== INSTRUCTION ==
Pick out every line in the data below that contains the string "kart" and copy each one in full. Case counts.

==========

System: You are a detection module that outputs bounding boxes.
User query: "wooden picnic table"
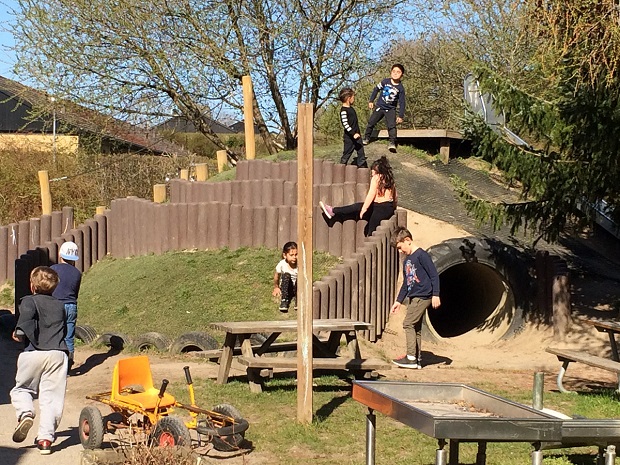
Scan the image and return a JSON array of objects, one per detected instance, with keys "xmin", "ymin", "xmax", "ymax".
[
  {"xmin": 546, "ymin": 319, "xmax": 620, "ymax": 392},
  {"xmin": 211, "ymin": 319, "xmax": 387, "ymax": 392}
]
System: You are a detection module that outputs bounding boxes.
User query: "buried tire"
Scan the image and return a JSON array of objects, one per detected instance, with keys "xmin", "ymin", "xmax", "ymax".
[
  {"xmin": 424, "ymin": 237, "xmax": 532, "ymax": 343},
  {"xmin": 170, "ymin": 331, "xmax": 220, "ymax": 354},
  {"xmin": 132, "ymin": 331, "xmax": 170, "ymax": 352},
  {"xmin": 94, "ymin": 333, "xmax": 130, "ymax": 350},
  {"xmin": 75, "ymin": 325, "xmax": 97, "ymax": 344},
  {"xmin": 150, "ymin": 416, "xmax": 192, "ymax": 447},
  {"xmin": 212, "ymin": 404, "xmax": 247, "ymax": 452},
  {"xmin": 78, "ymin": 405, "xmax": 105, "ymax": 449}
]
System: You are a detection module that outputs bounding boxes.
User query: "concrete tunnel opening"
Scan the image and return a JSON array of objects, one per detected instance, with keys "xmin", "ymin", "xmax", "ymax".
[{"xmin": 425, "ymin": 262, "xmax": 516, "ymax": 344}]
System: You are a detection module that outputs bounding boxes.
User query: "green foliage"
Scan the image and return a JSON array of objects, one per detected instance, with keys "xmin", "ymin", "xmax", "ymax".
[
  {"xmin": 467, "ymin": 0, "xmax": 620, "ymax": 240},
  {"xmin": 79, "ymin": 248, "xmax": 338, "ymax": 337},
  {"xmin": 0, "ymin": 150, "xmax": 206, "ymax": 225}
]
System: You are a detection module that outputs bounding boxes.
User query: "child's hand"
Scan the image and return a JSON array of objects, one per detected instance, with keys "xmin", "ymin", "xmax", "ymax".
[{"xmin": 11, "ymin": 331, "xmax": 24, "ymax": 342}]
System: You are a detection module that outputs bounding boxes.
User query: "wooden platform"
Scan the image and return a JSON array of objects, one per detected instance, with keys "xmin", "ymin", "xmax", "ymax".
[
  {"xmin": 373, "ymin": 128, "xmax": 463, "ymax": 164},
  {"xmin": 236, "ymin": 356, "xmax": 392, "ymax": 393}
]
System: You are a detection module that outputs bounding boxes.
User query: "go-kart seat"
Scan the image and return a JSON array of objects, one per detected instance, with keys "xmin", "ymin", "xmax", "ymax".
[{"xmin": 110, "ymin": 355, "xmax": 176, "ymax": 410}]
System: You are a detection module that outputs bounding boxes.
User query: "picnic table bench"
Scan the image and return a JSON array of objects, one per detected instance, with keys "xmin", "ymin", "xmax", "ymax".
[
  {"xmin": 546, "ymin": 319, "xmax": 620, "ymax": 392},
  {"xmin": 211, "ymin": 319, "xmax": 391, "ymax": 392}
]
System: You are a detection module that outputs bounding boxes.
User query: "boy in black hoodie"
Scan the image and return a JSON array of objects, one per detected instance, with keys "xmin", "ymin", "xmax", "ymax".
[{"xmin": 11, "ymin": 266, "xmax": 68, "ymax": 455}]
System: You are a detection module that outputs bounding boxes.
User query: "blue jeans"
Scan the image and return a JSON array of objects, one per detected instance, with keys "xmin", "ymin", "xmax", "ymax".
[{"xmin": 65, "ymin": 304, "xmax": 77, "ymax": 357}]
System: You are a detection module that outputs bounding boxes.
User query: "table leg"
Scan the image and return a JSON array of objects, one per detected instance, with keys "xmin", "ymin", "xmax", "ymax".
[
  {"xmin": 532, "ymin": 442, "xmax": 543, "ymax": 465},
  {"xmin": 605, "ymin": 444, "xmax": 616, "ymax": 465},
  {"xmin": 217, "ymin": 333, "xmax": 237, "ymax": 384},
  {"xmin": 435, "ymin": 439, "xmax": 447, "ymax": 465},
  {"xmin": 476, "ymin": 441, "xmax": 487, "ymax": 465},
  {"xmin": 607, "ymin": 331, "xmax": 620, "ymax": 392},
  {"xmin": 448, "ymin": 439, "xmax": 460, "ymax": 465},
  {"xmin": 345, "ymin": 331, "xmax": 362, "ymax": 358},
  {"xmin": 366, "ymin": 408, "xmax": 377, "ymax": 465}
]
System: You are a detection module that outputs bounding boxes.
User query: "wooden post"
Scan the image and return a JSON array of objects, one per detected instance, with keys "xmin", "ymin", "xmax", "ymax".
[
  {"xmin": 297, "ymin": 103, "xmax": 313, "ymax": 423},
  {"xmin": 196, "ymin": 163, "xmax": 209, "ymax": 181},
  {"xmin": 241, "ymin": 76, "xmax": 256, "ymax": 160},
  {"xmin": 215, "ymin": 150, "xmax": 228, "ymax": 173},
  {"xmin": 153, "ymin": 184, "xmax": 166, "ymax": 203},
  {"xmin": 439, "ymin": 137, "xmax": 450, "ymax": 165},
  {"xmin": 39, "ymin": 171, "xmax": 52, "ymax": 215}
]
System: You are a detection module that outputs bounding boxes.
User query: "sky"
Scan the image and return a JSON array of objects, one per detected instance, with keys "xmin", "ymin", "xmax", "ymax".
[{"xmin": 0, "ymin": 0, "xmax": 17, "ymax": 79}]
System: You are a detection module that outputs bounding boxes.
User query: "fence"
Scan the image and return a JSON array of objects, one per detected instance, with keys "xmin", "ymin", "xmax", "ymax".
[{"xmin": 7, "ymin": 160, "xmax": 406, "ymax": 341}]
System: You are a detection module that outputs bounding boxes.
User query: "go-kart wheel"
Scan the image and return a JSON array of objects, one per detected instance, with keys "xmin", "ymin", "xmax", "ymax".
[
  {"xmin": 78, "ymin": 405, "xmax": 105, "ymax": 449},
  {"xmin": 151, "ymin": 416, "xmax": 192, "ymax": 447},
  {"xmin": 212, "ymin": 404, "xmax": 245, "ymax": 452}
]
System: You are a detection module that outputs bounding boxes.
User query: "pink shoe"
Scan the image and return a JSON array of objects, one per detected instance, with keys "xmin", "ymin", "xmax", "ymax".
[{"xmin": 319, "ymin": 201, "xmax": 334, "ymax": 220}]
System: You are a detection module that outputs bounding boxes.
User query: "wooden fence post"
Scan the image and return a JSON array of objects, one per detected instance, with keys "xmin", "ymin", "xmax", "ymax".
[
  {"xmin": 39, "ymin": 170, "xmax": 52, "ymax": 215},
  {"xmin": 215, "ymin": 150, "xmax": 228, "ymax": 173},
  {"xmin": 297, "ymin": 103, "xmax": 314, "ymax": 424},
  {"xmin": 196, "ymin": 163, "xmax": 209, "ymax": 181},
  {"xmin": 153, "ymin": 184, "xmax": 166, "ymax": 203},
  {"xmin": 241, "ymin": 76, "xmax": 256, "ymax": 160}
]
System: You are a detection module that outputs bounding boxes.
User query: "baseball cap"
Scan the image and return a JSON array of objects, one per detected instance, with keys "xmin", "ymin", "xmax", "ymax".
[{"xmin": 59, "ymin": 241, "xmax": 80, "ymax": 261}]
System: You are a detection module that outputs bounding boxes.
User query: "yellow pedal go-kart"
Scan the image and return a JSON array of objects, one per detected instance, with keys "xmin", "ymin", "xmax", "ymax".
[{"xmin": 79, "ymin": 355, "xmax": 248, "ymax": 452}]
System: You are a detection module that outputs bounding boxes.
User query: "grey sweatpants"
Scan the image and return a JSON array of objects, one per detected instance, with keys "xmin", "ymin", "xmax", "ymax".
[
  {"xmin": 11, "ymin": 350, "xmax": 68, "ymax": 442},
  {"xmin": 403, "ymin": 297, "xmax": 431, "ymax": 362}
]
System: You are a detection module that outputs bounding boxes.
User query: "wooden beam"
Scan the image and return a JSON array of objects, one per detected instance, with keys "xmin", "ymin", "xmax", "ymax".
[
  {"xmin": 39, "ymin": 170, "xmax": 52, "ymax": 215},
  {"xmin": 215, "ymin": 150, "xmax": 228, "ymax": 173},
  {"xmin": 241, "ymin": 76, "xmax": 256, "ymax": 160},
  {"xmin": 297, "ymin": 103, "xmax": 314, "ymax": 424}
]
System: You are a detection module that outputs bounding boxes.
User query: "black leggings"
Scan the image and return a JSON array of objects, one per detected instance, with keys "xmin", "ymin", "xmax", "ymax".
[{"xmin": 333, "ymin": 202, "xmax": 394, "ymax": 237}]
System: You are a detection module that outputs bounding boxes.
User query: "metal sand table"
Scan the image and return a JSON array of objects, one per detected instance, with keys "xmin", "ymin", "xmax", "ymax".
[{"xmin": 353, "ymin": 381, "xmax": 563, "ymax": 465}]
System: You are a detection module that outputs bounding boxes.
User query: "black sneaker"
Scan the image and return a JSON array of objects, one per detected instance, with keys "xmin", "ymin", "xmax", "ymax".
[
  {"xmin": 392, "ymin": 355, "xmax": 419, "ymax": 370},
  {"xmin": 13, "ymin": 412, "xmax": 34, "ymax": 442},
  {"xmin": 37, "ymin": 439, "xmax": 52, "ymax": 455}
]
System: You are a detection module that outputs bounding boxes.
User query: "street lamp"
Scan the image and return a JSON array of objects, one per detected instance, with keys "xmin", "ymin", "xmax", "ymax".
[{"xmin": 50, "ymin": 97, "xmax": 56, "ymax": 165}]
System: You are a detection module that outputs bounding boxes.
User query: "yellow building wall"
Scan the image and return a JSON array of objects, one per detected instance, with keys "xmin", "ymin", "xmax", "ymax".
[{"xmin": 0, "ymin": 134, "xmax": 79, "ymax": 153}]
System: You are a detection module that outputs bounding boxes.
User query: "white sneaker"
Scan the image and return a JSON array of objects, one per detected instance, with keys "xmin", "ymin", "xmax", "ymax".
[{"xmin": 319, "ymin": 201, "xmax": 334, "ymax": 220}]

==========

== WRITTEN ANSWER ==
User query: "go-kart seat"
User query: "go-kart wheel"
User query: "yellow pedal go-kart"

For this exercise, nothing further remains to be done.